## Start Text shown

5. OWFI works to protect women from and prostitution, and also to protect the rights of women prisoners (Women’s Prisons Watch). Can you please tell us about the actions of OWFI in these areas and about the women’s shelters run by OWFI?

 

OWFI has three main projects. The first is our work to defend women’s rights and stop violence against women. OWFI conducts research and reports on these issues in order to raise awareness about the violation of women’s rights and advocate for change. OWFI also runs women’s shelters to help women who have been the victims of violence, rape, and/or sex trafficking.

 

The second project is the Women’s/Egalitarian Media Program. This program addresses both women and men: indeed, it is extremely important to speak to men, who (as fathers, husbands, government officials, etc.) are sometimes in a stronger position to change the situation and improve conditions for Iraqi women. It is also very important to talk to young people. Young people in Iraq want to live in freedom. Our radio program addresses, for example, the young women and men of Sadr City, a southern suburb of Baghdad, known as the headquarters of the sectarian group led by Muqtada al Sadr. Even there, we have our supporters; our radio is an outlet for many of the disenchanted youth in that area. Our radio station, Al Mousawat Radio, and our newspaper, also called Al Mousawa, are thriving.

 

A meeting within the framework of OWFI’s work to combat sex tra!ckingWe have many live radio shows, during which young women bring up issues they want to discuss. For example, a woman can speak out about the fact that she was the victim of harassment while she was using public transport. In general, we discuss women’s daily issues and challenges. We also have a youth show, on which we discuss (often with irony or sarcasm) the sectarian division in Iraq.

 

80% of our audience is under 30 years of age, and 60% of our audience is male. However, it would be hard to define their ideological affiliations. The young people who make up our audience simply want to practice their freedom.

 

The third component of our work is our Women’s Prisons Watch. We document what happens in women’s prisons and try to improve the women’s situations and tell their stories. We have conducted a program in Kadhimiya prison, in Syfor prison, and in the juvenile prisons where young girls are detained.

## End Text shown
## Start Data rows

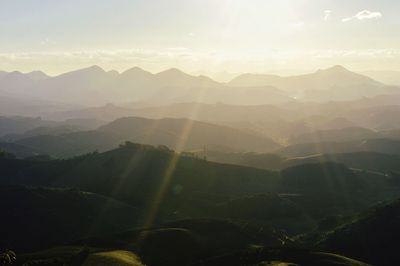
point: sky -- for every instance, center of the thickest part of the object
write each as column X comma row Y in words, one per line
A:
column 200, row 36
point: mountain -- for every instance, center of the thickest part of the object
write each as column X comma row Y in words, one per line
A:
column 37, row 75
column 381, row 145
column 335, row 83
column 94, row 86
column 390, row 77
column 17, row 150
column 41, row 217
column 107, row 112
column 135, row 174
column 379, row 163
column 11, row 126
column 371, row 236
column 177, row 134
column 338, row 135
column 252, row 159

## End Data rows
## Start Data rows

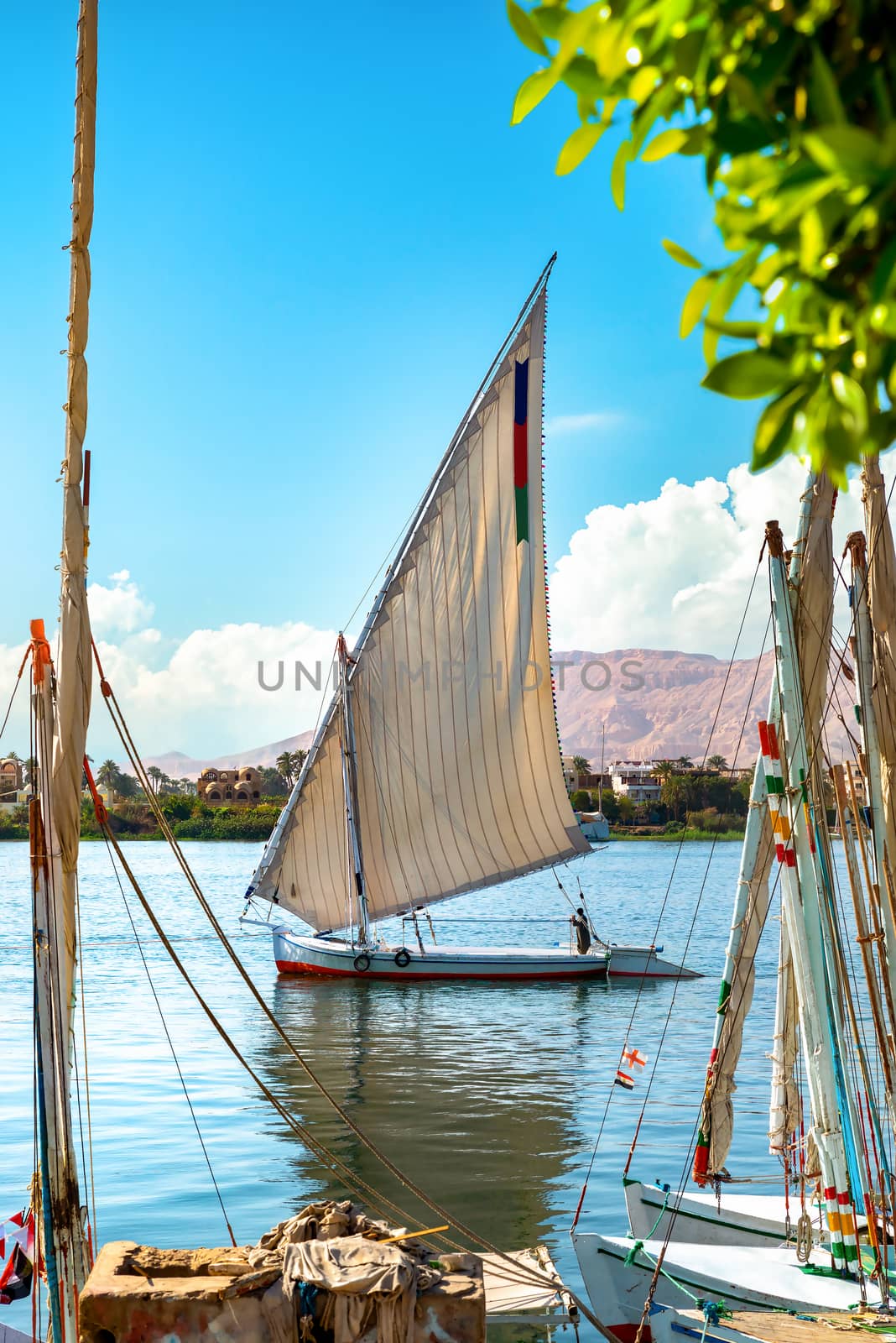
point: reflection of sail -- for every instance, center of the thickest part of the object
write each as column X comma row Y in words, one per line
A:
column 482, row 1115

## End Data rows
## Start Data rows

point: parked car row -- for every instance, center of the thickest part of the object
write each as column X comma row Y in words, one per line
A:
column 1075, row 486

## End Data rows

■ Your tasks
1 - Print the passage from the OWFI interview that runs from "5. OWFI works" through "and/or sex trafficking.", reproducing it word for word.
2 - Carry on the OWFI interview from the point where it stops.

■ Results of the exercise
1 -
5. OWFI works to protect women from and prostitution, and also to protect the rights of women prisoners (Women’s Prisons Watch). Can you please tell us about the actions of OWFI in these areas and about the women’s shelters run by OWFI?

 

OWFI has three main projects. The first is our work to defend women’s rights and stop violence against women. OWFI conducts research and reports on these issues in order to raise awareness about the violation of women’s rights and advocate for change. OWFI also runs women’s shelters to help women who have been the victims of violence, rape, and/or sex trafficking.

2 -
 

The Abu Ghraib scandal opened our eyes to the tragic and widespread abuse of women in Iraqi prisons. Many women came forward in Kadhimiya prison and told us that they had been raped during detainment and we began documenting and reporting on these cases. We have been campaigning to help women on death row, to put an end to the abuse of women in prison and to improve their situation.

 

The stories of the young women and children in the juvenile prisons are heartbreaking. I discovered that almost half the girls in the juvenile prison are there as a result of a “prostitution verdict”.

 

In one of the juvenile prisons in Baghdad we met two twelve-year-old girls (I would rather call them “babies”). They were sisters. I asked them: “What brings you here?” They answered: “prostitution.” But how can a twelve-year-old girl decide to prostitute herself? It turned out that they had been sold through trafficking networks. When I saw them, I just wanted to embrace them, as if they were my daughters. This is one story always in my mind, but sadly, there are many stories like this one.

 

6. Can you tell us about the advocacy work of OWFI (harnessing media such as Al Mousawat newspaper and radio) and the impact of OWFI’s campaigns to protect women’s rights and improve women’s conditions in Iraqi Kurdistan and the rest of the country?

 

The latest issue of Al Mousawat had a print run of 3,000 copies. The copies ran out in two weeks. We clearly need to be printing more! And we have a lot of success with the radio.

 

A growing number of people want to be identified with our organization, including a broad base of youths who are tired of a fundamentalist government in Iraq.

 

In spite of the backlash in Iraq since 2003, there is a call for change in Iraqi society. Today, we have hundreds of active supporters and thousands (approximately 50,000) of inactive supporters. There is a growing awareness and support of our work to defend women’s rights and we believe that progress in the domain of women’s rights lies at the core of wider societal progress.

 

7. What are the main challenges you have faced since establishing OWFI?

 

Portrait of Yanar MohammedThe main challenge for me during the first year were the death threats made against me. I still remember the first time. I was sitting in a public Internet café, because at that time it was very difficult to get an Internet connection in Baghdad. I opened my inbox and there was an email entitled “Killing Yanar within days”.

 

A second difficult moment came in 2006, when a bomb exploded in the street just beside our headquarters, when we were in the middle of a meeting. Women were terrified, suddenly faced with the risk of death. At a moment like this, you understand how fragile human existence can be.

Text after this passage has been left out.